TASK STATEMENT: Your task is to return the line containing "Tag the green shrub" plus every line after it, exactly and with nothing added.

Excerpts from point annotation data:

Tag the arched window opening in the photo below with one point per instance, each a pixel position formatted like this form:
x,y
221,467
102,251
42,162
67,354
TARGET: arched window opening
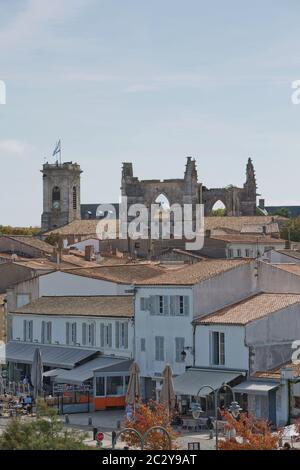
x,y
74,198
56,198
219,209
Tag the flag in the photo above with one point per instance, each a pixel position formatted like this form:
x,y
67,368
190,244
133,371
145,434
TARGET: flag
x,y
57,149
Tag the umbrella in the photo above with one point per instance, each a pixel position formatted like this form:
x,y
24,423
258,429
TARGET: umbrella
x,y
37,373
167,394
133,391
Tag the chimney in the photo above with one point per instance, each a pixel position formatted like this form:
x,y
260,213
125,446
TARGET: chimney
x,y
88,252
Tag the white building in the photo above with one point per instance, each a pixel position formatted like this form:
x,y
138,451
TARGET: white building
x,y
165,307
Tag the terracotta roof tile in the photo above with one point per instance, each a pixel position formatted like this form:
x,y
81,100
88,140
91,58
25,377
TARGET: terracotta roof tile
x,y
110,306
250,309
192,274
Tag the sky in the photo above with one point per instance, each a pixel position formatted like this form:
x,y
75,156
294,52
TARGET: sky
x,y
149,82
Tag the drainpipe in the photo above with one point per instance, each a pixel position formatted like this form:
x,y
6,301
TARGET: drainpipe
x,y
194,344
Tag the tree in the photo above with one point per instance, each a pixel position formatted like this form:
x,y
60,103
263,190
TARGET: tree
x,y
146,416
8,230
291,231
250,434
46,432
282,212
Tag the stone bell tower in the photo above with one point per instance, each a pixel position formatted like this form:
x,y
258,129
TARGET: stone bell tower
x,y
61,194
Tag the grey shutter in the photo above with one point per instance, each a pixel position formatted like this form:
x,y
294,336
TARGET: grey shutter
x,y
83,333
172,304
117,334
166,304
43,332
92,334
152,304
49,332
24,330
31,330
102,335
67,333
156,348
186,303
110,335
126,335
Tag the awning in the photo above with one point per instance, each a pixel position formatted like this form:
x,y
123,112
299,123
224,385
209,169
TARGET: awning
x,y
193,379
53,372
52,356
86,371
256,387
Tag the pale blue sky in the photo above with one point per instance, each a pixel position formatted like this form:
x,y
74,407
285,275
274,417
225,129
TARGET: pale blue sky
x,y
149,82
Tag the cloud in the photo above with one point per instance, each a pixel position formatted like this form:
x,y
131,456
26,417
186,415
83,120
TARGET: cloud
x,y
31,20
14,148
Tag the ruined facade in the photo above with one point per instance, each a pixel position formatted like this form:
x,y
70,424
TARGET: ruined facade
x,y
237,201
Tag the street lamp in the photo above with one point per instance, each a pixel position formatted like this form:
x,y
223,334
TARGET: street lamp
x,y
235,409
196,410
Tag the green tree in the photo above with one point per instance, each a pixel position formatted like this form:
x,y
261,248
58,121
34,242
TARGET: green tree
x,y
283,212
46,432
291,231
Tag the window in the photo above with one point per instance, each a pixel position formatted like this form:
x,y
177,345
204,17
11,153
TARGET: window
x,y
159,348
114,385
28,330
106,335
74,198
217,348
181,305
46,333
22,299
88,334
296,402
56,198
100,386
179,347
161,304
74,333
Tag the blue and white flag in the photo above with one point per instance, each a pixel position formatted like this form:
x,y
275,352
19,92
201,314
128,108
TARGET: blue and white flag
x,y
57,148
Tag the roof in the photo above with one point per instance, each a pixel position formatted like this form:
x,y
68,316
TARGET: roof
x,y
120,273
32,241
292,253
288,267
249,239
52,356
250,309
107,305
80,374
192,380
255,387
89,227
275,373
192,274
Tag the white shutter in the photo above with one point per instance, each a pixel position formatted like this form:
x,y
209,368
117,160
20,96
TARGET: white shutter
x,y
126,335
84,333
43,332
117,334
186,303
102,335
172,304
166,305
67,333
110,335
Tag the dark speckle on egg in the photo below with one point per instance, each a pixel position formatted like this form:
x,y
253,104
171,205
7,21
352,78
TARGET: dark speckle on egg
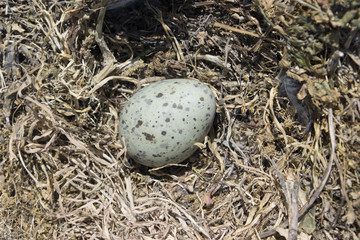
x,y
148,136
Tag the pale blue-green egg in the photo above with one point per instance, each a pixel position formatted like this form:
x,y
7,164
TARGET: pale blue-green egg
x,y
161,122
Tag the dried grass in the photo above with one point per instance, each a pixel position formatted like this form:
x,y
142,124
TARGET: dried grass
x,y
64,173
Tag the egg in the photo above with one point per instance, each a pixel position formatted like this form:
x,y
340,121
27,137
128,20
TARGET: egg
x,y
161,122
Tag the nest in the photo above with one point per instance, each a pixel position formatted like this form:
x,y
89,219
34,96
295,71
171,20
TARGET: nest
x,y
282,160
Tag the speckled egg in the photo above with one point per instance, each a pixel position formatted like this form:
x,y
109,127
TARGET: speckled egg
x,y
162,121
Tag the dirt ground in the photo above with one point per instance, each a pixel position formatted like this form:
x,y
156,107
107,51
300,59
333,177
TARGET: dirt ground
x,y
282,160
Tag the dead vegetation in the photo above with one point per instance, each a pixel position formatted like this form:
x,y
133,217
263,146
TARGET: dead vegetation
x,y
280,163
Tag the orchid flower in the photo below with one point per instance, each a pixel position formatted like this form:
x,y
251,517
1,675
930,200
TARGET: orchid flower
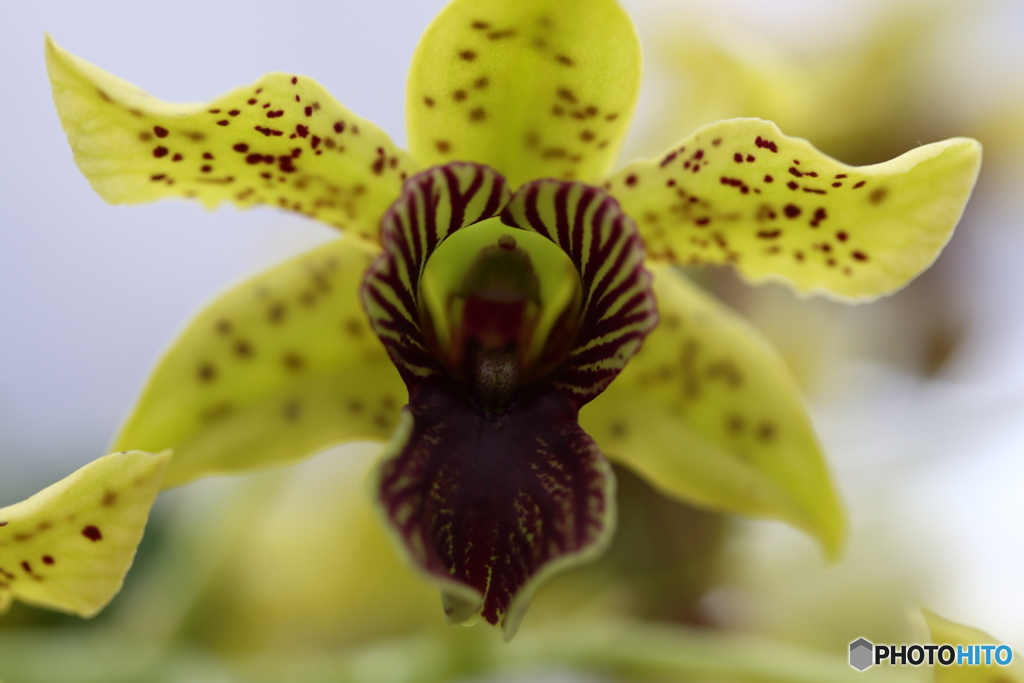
x,y
495,280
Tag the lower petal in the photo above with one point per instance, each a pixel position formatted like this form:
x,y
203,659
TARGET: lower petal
x,y
70,546
489,506
709,413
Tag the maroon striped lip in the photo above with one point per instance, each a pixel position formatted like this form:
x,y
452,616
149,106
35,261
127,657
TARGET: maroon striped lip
x,y
491,485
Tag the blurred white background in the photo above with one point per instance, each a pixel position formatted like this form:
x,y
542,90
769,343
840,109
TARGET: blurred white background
x,y
932,464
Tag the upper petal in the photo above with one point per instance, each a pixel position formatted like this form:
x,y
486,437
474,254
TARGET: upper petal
x,y
739,191
278,369
531,88
709,413
70,546
283,140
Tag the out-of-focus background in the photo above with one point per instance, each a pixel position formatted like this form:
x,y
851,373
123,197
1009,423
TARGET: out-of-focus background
x,y
918,398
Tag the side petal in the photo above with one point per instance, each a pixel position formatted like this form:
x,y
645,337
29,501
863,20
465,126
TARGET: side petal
x,y
491,506
739,191
709,414
606,250
528,89
275,370
944,632
70,546
283,141
433,205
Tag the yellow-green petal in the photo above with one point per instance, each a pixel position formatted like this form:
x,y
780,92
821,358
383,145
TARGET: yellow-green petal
x,y
944,632
739,191
70,546
532,89
275,370
708,413
283,141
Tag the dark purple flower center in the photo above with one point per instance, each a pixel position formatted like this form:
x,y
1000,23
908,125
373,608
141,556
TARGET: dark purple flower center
x,y
489,482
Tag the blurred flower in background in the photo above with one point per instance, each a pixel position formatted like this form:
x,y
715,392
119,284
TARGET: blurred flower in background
x,y
286,575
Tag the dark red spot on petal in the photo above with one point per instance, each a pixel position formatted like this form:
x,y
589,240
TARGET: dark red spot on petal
x,y
766,144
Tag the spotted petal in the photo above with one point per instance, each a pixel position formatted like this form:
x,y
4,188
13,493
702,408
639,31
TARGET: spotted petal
x,y
739,191
531,90
491,502
70,546
283,141
275,370
709,414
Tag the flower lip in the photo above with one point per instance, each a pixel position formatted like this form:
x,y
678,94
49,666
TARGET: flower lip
x,y
491,486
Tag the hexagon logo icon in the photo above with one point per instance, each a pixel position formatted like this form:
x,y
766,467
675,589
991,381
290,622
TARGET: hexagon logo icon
x,y
861,654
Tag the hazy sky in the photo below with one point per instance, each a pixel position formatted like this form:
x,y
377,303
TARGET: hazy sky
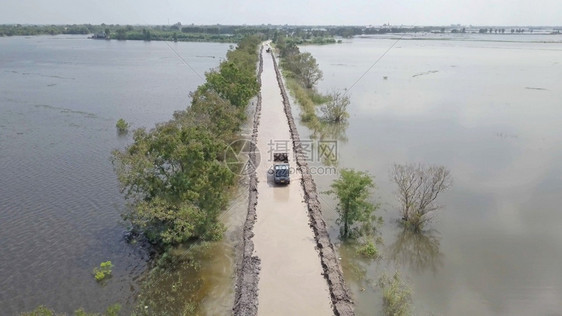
x,y
310,12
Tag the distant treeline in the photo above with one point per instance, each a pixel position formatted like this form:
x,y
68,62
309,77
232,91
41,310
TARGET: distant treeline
x,y
234,33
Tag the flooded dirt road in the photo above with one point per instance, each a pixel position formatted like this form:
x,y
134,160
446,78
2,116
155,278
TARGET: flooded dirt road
x,y
290,279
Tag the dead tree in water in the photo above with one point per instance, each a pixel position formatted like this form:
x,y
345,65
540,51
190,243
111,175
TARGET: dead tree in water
x,y
418,188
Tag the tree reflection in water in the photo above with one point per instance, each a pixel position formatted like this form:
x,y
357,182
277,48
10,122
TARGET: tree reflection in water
x,y
417,250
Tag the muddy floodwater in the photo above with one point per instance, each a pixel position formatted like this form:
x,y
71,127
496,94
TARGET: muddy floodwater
x,y
490,110
60,98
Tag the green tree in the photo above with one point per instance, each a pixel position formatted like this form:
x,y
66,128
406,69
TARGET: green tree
x,y
353,190
176,181
232,83
335,110
305,68
418,188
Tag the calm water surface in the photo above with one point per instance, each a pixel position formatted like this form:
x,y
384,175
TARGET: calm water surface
x,y
59,198
489,111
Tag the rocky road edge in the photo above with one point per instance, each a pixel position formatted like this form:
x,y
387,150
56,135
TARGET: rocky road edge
x,y
247,274
342,303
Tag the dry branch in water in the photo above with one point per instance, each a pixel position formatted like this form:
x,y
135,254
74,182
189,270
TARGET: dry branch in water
x,y
418,188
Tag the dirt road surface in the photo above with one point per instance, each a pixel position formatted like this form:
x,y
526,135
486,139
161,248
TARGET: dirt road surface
x,y
290,278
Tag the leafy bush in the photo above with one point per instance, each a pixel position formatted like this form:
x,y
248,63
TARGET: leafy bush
x,y
335,110
352,189
122,126
397,296
103,271
174,175
42,310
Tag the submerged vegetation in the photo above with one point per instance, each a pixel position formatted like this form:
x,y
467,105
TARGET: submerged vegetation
x,y
177,183
103,271
42,310
418,188
352,190
122,126
396,296
325,115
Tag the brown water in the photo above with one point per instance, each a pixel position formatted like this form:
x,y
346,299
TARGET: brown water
x,y
490,111
59,198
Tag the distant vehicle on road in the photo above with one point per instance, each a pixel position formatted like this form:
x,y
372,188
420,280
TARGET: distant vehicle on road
x,y
281,174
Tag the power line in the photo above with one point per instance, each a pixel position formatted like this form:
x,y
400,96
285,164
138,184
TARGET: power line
x,y
184,61
373,65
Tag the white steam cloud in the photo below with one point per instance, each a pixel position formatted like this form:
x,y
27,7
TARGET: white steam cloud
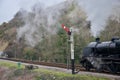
x,y
39,23
98,12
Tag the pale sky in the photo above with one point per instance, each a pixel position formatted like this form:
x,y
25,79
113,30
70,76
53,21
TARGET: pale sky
x,y
8,8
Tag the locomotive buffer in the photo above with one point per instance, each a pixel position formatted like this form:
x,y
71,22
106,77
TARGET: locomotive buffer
x,y
70,33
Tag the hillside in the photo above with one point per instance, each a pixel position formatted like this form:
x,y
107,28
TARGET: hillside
x,y
36,35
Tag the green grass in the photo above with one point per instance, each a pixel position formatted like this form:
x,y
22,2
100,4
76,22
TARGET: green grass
x,y
56,75
44,74
10,65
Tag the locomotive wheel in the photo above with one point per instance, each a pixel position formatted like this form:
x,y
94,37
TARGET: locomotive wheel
x,y
112,68
86,65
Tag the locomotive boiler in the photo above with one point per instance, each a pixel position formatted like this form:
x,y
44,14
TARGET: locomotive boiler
x,y
102,56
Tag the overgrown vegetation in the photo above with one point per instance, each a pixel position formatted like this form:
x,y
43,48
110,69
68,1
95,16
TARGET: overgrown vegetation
x,y
55,47
9,71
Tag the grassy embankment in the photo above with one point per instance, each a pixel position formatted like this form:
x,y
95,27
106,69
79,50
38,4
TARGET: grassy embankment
x,y
20,73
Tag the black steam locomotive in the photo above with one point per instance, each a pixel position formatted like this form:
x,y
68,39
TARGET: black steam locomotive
x,y
102,56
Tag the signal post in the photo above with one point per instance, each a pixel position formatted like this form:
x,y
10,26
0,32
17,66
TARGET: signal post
x,y
70,33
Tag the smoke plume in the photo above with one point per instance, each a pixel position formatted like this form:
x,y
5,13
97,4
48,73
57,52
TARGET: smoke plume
x,y
39,23
98,12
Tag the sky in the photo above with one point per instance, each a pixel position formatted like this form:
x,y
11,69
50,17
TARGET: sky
x,y
8,8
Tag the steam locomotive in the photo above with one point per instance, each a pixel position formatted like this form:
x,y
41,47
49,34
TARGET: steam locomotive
x,y
102,56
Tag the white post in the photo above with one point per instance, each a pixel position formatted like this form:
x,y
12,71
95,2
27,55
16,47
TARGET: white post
x,y
72,50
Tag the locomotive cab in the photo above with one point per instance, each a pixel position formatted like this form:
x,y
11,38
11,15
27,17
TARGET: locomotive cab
x,y
102,56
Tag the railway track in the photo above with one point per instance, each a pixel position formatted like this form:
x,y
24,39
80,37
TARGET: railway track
x,y
60,65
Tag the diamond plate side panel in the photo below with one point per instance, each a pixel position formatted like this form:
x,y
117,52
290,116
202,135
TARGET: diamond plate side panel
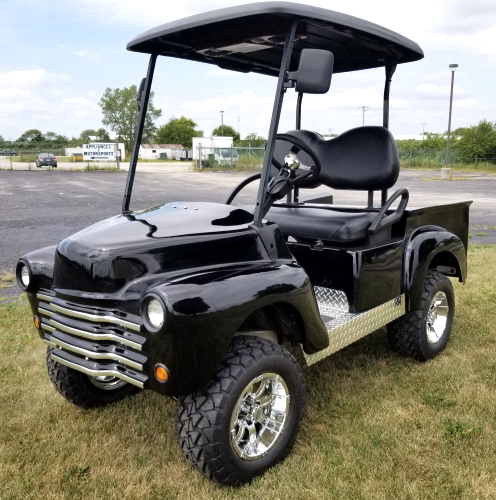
x,y
330,298
359,326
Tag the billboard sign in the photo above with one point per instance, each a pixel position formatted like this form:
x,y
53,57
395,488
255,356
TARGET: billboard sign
x,y
99,151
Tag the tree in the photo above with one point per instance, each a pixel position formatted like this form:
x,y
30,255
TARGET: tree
x,y
32,135
120,113
478,141
226,131
178,131
254,140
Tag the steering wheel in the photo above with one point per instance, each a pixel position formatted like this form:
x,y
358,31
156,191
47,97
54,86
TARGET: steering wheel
x,y
306,173
300,175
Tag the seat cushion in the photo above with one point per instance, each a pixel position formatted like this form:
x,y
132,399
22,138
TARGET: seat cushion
x,y
321,223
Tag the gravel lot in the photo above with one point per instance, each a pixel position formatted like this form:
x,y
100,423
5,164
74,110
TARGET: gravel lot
x,y
40,207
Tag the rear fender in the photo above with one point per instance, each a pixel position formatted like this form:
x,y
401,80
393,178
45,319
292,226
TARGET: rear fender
x,y
420,254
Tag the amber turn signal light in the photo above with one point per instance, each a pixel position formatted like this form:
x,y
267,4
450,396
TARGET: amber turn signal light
x,y
161,373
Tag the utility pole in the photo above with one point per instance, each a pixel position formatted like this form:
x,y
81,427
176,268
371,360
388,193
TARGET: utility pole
x,y
363,108
446,170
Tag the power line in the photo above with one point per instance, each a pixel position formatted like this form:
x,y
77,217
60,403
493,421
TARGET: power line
x,y
363,108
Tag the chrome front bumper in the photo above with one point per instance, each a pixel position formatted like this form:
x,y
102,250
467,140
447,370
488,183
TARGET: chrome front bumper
x,y
94,341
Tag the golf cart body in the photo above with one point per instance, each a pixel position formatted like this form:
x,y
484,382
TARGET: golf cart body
x,y
311,274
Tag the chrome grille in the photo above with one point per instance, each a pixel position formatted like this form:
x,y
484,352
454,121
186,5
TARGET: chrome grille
x,y
93,340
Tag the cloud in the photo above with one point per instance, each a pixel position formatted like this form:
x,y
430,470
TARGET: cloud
x,y
81,101
92,56
39,99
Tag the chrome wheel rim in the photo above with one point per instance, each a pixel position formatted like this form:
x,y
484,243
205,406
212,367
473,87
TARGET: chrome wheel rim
x,y
437,317
260,416
107,383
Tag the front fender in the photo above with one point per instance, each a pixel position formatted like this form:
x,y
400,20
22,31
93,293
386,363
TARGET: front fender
x,y
207,309
421,249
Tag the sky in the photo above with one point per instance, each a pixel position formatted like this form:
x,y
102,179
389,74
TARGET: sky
x,y
59,56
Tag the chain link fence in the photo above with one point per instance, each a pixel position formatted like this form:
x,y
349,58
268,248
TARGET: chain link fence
x,y
13,159
246,158
436,158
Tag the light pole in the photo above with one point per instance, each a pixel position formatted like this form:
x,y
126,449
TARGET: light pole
x,y
446,170
363,108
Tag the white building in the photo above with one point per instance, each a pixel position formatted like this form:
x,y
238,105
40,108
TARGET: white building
x,y
407,137
154,151
207,145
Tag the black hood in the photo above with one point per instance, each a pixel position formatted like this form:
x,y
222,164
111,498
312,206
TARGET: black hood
x,y
110,254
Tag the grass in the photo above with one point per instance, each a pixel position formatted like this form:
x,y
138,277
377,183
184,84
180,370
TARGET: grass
x,y
377,426
7,279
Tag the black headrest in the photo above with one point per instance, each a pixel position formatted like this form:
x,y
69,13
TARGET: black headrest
x,y
363,159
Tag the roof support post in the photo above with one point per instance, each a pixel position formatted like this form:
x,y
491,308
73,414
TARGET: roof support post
x,y
274,123
143,106
390,69
298,110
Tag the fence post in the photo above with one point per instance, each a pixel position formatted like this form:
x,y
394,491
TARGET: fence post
x,y
117,155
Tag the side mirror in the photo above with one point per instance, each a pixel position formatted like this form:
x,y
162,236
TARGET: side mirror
x,y
314,72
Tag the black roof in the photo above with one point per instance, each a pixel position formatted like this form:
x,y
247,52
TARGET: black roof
x,y
251,38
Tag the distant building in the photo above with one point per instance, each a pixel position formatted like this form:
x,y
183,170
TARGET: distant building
x,y
156,151
408,137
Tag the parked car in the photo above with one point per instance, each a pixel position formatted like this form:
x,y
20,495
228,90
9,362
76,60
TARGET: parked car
x,y
219,306
46,160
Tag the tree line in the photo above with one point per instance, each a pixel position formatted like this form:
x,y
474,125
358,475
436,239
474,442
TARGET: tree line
x,y
120,113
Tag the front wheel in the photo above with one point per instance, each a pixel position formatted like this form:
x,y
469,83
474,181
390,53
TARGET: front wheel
x,y
424,333
83,390
247,417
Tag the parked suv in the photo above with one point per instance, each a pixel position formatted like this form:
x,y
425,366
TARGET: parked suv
x,y
46,159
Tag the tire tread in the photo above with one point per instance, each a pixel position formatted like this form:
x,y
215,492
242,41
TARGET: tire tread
x,y
198,413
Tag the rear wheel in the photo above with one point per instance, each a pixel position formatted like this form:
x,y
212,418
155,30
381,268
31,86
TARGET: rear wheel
x,y
83,390
424,333
247,417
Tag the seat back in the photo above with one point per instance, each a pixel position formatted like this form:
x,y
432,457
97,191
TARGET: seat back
x,y
362,159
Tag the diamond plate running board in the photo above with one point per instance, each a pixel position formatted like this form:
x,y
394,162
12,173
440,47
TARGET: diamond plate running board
x,y
344,327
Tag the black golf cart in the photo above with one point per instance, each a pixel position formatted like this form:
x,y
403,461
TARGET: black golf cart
x,y
220,306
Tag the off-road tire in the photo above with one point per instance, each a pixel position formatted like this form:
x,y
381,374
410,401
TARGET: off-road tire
x,y
203,418
408,335
76,387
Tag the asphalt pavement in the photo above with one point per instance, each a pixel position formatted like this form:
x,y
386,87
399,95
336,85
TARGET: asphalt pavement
x,y
41,207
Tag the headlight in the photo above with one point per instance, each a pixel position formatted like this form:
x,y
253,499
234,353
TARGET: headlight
x,y
25,278
23,275
155,313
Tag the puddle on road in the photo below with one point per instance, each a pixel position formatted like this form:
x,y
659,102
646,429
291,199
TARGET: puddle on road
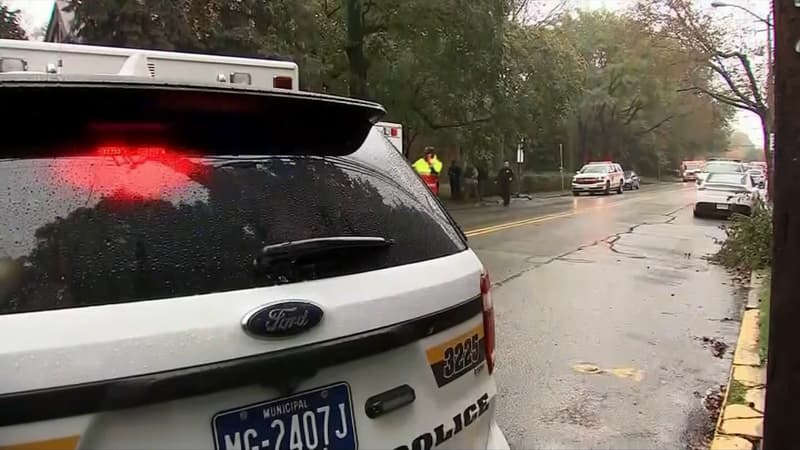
x,y
620,372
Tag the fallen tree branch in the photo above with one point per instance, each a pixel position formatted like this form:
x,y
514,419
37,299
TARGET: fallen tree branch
x,y
723,98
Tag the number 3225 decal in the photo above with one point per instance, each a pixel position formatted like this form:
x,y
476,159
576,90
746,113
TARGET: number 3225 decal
x,y
452,359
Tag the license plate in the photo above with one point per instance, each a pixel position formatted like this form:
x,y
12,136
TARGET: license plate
x,y
321,418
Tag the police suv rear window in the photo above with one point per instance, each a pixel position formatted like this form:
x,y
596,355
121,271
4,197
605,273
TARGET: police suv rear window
x,y
123,224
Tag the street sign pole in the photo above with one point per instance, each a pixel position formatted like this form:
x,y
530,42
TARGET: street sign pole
x,y
783,360
561,164
520,161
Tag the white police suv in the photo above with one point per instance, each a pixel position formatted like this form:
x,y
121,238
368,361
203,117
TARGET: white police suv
x,y
222,267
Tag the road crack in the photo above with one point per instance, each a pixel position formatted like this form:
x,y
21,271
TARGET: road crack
x,y
609,240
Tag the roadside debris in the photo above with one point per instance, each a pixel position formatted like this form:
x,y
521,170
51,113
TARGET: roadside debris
x,y
717,347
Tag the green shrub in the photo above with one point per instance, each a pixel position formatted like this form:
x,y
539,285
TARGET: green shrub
x,y
748,245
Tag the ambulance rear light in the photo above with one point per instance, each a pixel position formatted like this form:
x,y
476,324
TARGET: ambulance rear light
x,y
282,82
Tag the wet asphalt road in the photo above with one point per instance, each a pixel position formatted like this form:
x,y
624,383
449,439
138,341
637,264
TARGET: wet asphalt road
x,y
602,304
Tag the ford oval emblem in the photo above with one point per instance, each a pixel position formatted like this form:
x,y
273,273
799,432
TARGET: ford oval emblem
x,y
282,319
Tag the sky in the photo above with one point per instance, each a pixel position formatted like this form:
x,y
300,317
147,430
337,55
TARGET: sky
x,y
36,13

RESPONSE:
Tag the green shrub in the photo above with one point per instance, each a pixel position formatted like this form:
x,y
539,285
TARGET: green shrub
x,y
748,245
Tag the ambulance rear light in the photo above with one point per instance, each a pixel position formatted like this form:
x,y
476,324
TARGET: ambulance rear light
x,y
282,82
Tag the wet asphalt road in the photo above with one point per instance, each a pixel position formatted like this form:
x,y
624,383
449,439
138,341
637,264
TARGET: wet asphalt road
x,y
602,304
Tag the ford oval emblem in the photo above with one point per instance, each a pixel position formatted like this form:
x,y
273,273
799,432
TARGET: ford oval emblem
x,y
282,319
Tag the sky in the photo above with one point per instance, each a pixel position formatted like this form:
x,y
300,317
147,430
337,55
TARGET: sky
x,y
36,13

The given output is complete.